• **EXERCISE**
Each line of the entries below that includes "instance" belongs in your answer.

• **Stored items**

□ □ □

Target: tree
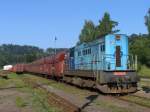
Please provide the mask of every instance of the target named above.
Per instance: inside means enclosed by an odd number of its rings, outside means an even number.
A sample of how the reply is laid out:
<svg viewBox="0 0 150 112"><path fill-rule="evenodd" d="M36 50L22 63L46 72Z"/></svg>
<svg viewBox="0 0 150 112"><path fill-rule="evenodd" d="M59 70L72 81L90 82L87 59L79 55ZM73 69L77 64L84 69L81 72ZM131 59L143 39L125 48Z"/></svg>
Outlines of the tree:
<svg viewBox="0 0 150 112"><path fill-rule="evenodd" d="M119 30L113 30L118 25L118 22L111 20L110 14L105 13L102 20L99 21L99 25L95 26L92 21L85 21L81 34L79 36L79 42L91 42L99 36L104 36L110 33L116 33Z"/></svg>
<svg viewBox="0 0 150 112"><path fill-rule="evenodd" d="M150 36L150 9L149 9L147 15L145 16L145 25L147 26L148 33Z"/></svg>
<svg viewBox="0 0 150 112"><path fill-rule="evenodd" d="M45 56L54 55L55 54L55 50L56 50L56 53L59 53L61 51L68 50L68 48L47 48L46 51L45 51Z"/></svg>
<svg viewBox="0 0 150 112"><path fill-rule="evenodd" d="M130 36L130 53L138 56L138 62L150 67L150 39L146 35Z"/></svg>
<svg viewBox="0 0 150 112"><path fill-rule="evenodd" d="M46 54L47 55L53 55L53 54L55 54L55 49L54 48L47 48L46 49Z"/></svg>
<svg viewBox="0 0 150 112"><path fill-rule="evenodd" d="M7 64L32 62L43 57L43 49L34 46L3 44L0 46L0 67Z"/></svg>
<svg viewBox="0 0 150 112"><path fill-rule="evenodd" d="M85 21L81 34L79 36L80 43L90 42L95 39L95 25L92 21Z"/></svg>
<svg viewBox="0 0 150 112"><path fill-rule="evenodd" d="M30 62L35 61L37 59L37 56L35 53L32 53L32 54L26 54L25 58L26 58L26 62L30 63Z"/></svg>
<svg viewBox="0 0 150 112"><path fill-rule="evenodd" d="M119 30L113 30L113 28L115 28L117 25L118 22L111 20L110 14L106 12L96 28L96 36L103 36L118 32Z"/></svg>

□ □ □

• **WORKED SOLUTION**
Please provide the mask of every instance of the target named above.
Per instance: inside means enclosed by an odd number of its rings, outside means an even number.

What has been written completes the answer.